## [Data to process]
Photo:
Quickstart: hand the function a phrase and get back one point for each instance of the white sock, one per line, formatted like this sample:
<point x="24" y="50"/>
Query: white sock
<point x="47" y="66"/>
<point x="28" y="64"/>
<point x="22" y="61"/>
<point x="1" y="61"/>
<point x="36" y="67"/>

## [Your instructions]
Lines from the one that contains "Quickstart: hand the" through the final line of the entries must be duplicated exactly, and no other lines.

## [Solution to this problem]
Quickstart: hand the function a phrase and get back one point for each instance of the white sock, one per line, formatted like this sample:
<point x="24" y="50"/>
Query: white sock
<point x="47" y="66"/>
<point x="28" y="64"/>
<point x="22" y="61"/>
<point x="1" y="61"/>
<point x="36" y="67"/>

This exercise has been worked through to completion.